#### YOUR OBJECTIVE:
Below is a set of entries; give all of them again exactly.

Data excerpts

------------------------------

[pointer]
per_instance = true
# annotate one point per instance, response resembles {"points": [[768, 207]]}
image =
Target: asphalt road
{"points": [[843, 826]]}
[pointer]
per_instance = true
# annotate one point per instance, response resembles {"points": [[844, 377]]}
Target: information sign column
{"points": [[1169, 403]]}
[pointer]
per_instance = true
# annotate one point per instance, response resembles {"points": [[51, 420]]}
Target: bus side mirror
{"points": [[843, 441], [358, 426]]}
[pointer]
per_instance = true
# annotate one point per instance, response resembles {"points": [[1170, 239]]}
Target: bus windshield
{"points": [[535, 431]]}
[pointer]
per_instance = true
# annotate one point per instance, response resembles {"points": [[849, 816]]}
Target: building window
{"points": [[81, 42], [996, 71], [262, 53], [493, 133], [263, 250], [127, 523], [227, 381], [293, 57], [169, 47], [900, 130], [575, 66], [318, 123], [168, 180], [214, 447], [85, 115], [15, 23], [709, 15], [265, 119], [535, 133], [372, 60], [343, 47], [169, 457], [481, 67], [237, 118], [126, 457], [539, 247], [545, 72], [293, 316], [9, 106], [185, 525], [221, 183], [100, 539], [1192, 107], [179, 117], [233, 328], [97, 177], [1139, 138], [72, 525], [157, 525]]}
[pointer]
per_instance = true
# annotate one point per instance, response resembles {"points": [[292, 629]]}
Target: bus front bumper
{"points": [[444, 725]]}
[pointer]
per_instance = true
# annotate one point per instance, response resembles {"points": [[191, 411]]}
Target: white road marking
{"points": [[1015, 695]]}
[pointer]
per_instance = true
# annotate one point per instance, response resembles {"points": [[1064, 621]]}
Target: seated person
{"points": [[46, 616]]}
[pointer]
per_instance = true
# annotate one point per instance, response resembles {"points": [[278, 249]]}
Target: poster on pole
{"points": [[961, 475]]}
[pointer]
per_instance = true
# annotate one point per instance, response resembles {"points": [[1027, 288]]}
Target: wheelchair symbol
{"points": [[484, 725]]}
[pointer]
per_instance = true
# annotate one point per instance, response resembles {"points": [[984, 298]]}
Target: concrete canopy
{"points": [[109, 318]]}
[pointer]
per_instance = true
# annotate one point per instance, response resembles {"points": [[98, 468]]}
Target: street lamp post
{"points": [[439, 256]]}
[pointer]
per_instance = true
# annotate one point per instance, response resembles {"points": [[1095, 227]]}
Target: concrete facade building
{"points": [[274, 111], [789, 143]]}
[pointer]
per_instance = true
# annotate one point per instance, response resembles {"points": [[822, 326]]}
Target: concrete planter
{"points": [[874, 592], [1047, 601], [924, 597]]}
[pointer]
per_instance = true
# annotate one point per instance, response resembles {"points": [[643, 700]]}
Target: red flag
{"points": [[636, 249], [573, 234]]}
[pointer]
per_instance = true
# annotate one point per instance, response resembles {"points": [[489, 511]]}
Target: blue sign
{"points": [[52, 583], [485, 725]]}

------------------------------

#### RESULT OF THE TASK:
[pointer]
per_instance = true
# annotate one point per instance, response resembles {"points": [[768, 207]]}
image =
Target: asphalt road
{"points": [[843, 826]]}
[pointer]
per_instance = true
# annotate one point per instance, response resembles {"points": [[844, 377]]}
Target: information sign column
{"points": [[1169, 403]]}
[pointer]
per_instance = true
# annotate one point per instance, response resembles {"points": [[51, 420]]}
Target: bus side mirror
{"points": [[843, 441], [358, 426]]}
[pointer]
per_instance = true
# annotate one point per instance, response resembles {"points": [[1170, 239]]}
Target: bus windshield
{"points": [[535, 431]]}
[pointer]
per_instance = true
# annotate one point per instance, response resembles {"points": [[849, 816]]}
Target: building window
{"points": [[81, 42], [996, 71], [262, 53], [493, 133], [263, 250], [127, 523], [227, 381], [293, 57], [169, 47], [900, 130], [575, 66], [318, 123], [168, 180], [214, 447], [85, 115], [15, 23], [709, 15], [265, 119], [535, 133], [372, 60], [343, 47], [169, 457], [481, 67], [237, 118], [126, 457], [539, 247], [545, 72], [293, 316], [9, 106], [185, 525], [221, 183], [100, 539], [1192, 107], [179, 117], [233, 328], [97, 177], [1139, 138], [72, 525], [157, 525]]}
[pointer]
per_instance = true
# annotate one point per instance, response resembles {"points": [[292, 629]]}
Target: bus front bumper
{"points": [[444, 725]]}
[pointer]
per_instance = true
# annotate one point per instance, response resembles {"points": [[191, 411]]}
Target: white road marking
{"points": [[1015, 695]]}
[pointer]
per_instance = true
# annotate one point per instance, response resembles {"points": [[1064, 621]]}
Target: seated person
{"points": [[46, 616]]}
[pointer]
per_instance = true
# annotate one point per instance, response resembles {"points": [[278, 249]]}
Target: poster on pole
{"points": [[961, 475]]}
[pointer]
per_instance = true
# annotate one point per instance, response resembles {"points": [[1027, 288]]}
Target: wheelchair symbol
{"points": [[484, 725]]}
[pointer]
per_instance = true
# annotate one point per instance, response resembles {"points": [[984, 298]]}
Target: concrete canopy
{"points": [[109, 318]]}
[pointer]
per_instance = true
# annotate one point per instance, response resembles {"points": [[98, 468]]}
Target: street lamp post
{"points": [[439, 256]]}
[pointer]
per_instance = true
# annotate one point per instance, response resembles {"points": [[1095, 227]]}
Target: concrete facade building
{"points": [[274, 111], [789, 143]]}
[pointer]
per_instance = true
# annotate one point per instance, response resembles {"points": [[822, 326]]}
Target: concrete planter
{"points": [[874, 592], [1047, 601], [924, 597]]}
[pointer]
per_instance = true
# annotate one point per instance, response resembles {"points": [[643, 700]]}
Target: red flag
{"points": [[636, 249], [573, 234]]}
[pointer]
per_instance = true
# annotate one point per instance, response resembles {"points": [[489, 511]]}
Target: blue sign
{"points": [[52, 583], [485, 725]]}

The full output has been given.